Aim of the task | Once the pictures are set aside, copy everything else in the records exactly.

[Records to process Boundary: Start]

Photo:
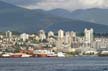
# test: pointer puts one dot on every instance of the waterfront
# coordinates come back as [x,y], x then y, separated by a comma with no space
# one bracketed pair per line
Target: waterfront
[55,64]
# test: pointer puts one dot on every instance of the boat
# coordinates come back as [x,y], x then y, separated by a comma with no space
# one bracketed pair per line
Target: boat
[6,55]
[41,53]
[16,55]
[60,54]
[25,55]
[51,54]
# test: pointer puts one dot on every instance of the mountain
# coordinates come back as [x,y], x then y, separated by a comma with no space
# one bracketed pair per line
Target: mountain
[14,18]
[95,15]
[23,20]
[78,26]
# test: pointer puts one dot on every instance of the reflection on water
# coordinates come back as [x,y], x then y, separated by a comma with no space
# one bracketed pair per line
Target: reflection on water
[54,64]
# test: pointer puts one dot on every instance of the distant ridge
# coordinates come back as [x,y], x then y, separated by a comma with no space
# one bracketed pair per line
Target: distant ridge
[14,18]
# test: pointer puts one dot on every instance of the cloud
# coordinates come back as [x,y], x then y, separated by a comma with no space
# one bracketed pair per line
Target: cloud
[64,4]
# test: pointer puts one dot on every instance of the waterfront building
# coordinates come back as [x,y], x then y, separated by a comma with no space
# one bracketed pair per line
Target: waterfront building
[42,35]
[8,34]
[67,38]
[61,34]
[24,36]
[50,33]
[88,35]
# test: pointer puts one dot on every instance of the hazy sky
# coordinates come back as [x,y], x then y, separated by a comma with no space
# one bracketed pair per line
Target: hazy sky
[64,4]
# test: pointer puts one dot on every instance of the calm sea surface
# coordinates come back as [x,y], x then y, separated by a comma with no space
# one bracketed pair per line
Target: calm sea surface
[54,64]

[Records to process Boundary: End]

Your response |
Photo:
# test: pointer puts one dot on every instance of the waterfront
# coordinates come back as [x,y], x then y, separated by a comma with no space
# one bracketed pair per line
Target: waterfront
[55,64]
# test: pointer puts one dot on every instance of the boat
# coordinates come back as [x,y], x then y, separated by a comma with no space
# one bracketed pair per line
Target: boat
[6,55]
[41,53]
[16,55]
[60,54]
[25,55]
[51,54]
# test: pointer puts one dot on every instance of the mountain
# coordinates come back as [x,y], x then y, separated by a comma with no space
# one bracketed pair per line
Target: mountain
[14,18]
[95,15]
[23,20]
[78,26]
# test: pointer puts one dot on every instance of the reflection on water
# coordinates come back as [x,y], x then y, separated by a comma with no space
# one bracketed pair per line
Target: reflection on water
[54,64]
# test: pointer puts one dot on every instance of the distant ridge
# coordinates come back as [x,y], x then y, separated by a comma with no space
# one bracketed pair per line
Target: distant ridge
[14,18]
# test: pointer puts one dot on every instance of the cloud
# coordinates come back as [x,y], x then y, separated by a comma with no space
# one bracketed pair per line
Target: cloud
[64,4]
# test: pointer puts one dot on every instance of the waterfront building
# coordinates come back as [x,y], x then y, separated by a comma with no space
# one bracketed pair per line
Target: waterfront building
[42,35]
[8,34]
[67,38]
[61,34]
[24,36]
[50,33]
[88,35]
# test: pointer puts one dot on every instance of the hazy sky
# coordinates come back as [x,y], x then y, separated by a comma with no space
# one bracketed pair per line
Target: hazy sky
[64,4]
# test: pointer puts one dot on every instance of the calm sea surface
# coordinates come back as [x,y], x then y, separated by a comma with no space
# one bracketed pair per line
Target: calm sea surface
[54,64]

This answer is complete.